| Stated problem |
Nothing may be dropped or altered: reproduce all the data.

=====

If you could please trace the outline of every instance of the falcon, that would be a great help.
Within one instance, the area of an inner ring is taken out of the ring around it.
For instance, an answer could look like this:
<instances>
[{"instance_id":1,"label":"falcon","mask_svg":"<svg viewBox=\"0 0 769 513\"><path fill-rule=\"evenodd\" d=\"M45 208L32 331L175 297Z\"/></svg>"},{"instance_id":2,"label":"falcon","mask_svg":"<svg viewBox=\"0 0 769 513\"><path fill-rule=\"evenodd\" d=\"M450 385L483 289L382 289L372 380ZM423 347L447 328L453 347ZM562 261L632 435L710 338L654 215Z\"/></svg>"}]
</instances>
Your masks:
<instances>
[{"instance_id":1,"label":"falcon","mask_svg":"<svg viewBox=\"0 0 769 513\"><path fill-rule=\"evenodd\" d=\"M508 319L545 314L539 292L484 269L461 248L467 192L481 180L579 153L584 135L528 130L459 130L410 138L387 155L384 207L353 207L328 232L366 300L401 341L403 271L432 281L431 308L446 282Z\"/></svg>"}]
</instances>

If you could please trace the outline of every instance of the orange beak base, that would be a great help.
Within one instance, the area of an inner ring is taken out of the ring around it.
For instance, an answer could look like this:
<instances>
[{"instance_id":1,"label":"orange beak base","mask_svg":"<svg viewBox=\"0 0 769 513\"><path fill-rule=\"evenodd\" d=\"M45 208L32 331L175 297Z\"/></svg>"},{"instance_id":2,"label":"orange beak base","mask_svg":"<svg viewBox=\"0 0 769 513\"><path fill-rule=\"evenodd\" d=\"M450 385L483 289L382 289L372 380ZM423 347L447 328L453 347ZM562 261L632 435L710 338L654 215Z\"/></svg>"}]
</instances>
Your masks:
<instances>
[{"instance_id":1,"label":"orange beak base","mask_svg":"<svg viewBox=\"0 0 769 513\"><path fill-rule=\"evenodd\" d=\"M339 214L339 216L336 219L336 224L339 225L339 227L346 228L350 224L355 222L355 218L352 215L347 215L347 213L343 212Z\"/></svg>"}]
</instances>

=====

| Solution to the problem |
If you could please trace the outline of every instance of the falcon, that would be a great help.
Within one instance, the area of an inner ring is taken out of the ring around it.
For instance, an answer could look like this:
<instances>
[{"instance_id":1,"label":"falcon","mask_svg":"<svg viewBox=\"0 0 769 513\"><path fill-rule=\"evenodd\" d=\"M45 208L32 331L175 297Z\"/></svg>"},{"instance_id":2,"label":"falcon","mask_svg":"<svg viewBox=\"0 0 769 513\"><path fill-rule=\"evenodd\" d=\"M450 385L483 289L382 289L372 380ZM423 347L447 328L453 347ZM562 261L632 435L710 338L654 215Z\"/></svg>"}]
</instances>
Your masks:
<instances>
[{"instance_id":1,"label":"falcon","mask_svg":"<svg viewBox=\"0 0 769 513\"><path fill-rule=\"evenodd\" d=\"M508 319L545 314L539 292L484 269L461 248L467 192L481 180L579 153L584 135L528 130L459 130L410 138L387 155L384 207L353 207L328 232L366 300L401 341L403 271L432 281L431 308L446 282Z\"/></svg>"}]
</instances>

If you could please trace the outline of every instance of the orange beak base, that would be a great help.
Within one instance, the area of an inner ring is taken out of the ring around it.
For instance, an answer could look like this:
<instances>
[{"instance_id":1,"label":"orange beak base","mask_svg":"<svg viewBox=\"0 0 769 513\"><path fill-rule=\"evenodd\" d=\"M45 208L32 331L175 297Z\"/></svg>"},{"instance_id":2,"label":"orange beak base","mask_svg":"<svg viewBox=\"0 0 769 513\"><path fill-rule=\"evenodd\" d=\"M450 385L483 289L382 289L372 380ZM423 347L447 328L453 347ZM562 261L632 435L710 338L654 215Z\"/></svg>"}]
</instances>
Your masks:
<instances>
[{"instance_id":1,"label":"orange beak base","mask_svg":"<svg viewBox=\"0 0 769 513\"><path fill-rule=\"evenodd\" d=\"M339 214L339 216L336 219L336 224L339 225L339 227L346 228L350 224L355 222L355 218L352 215L347 215L347 213L343 212Z\"/></svg>"}]
</instances>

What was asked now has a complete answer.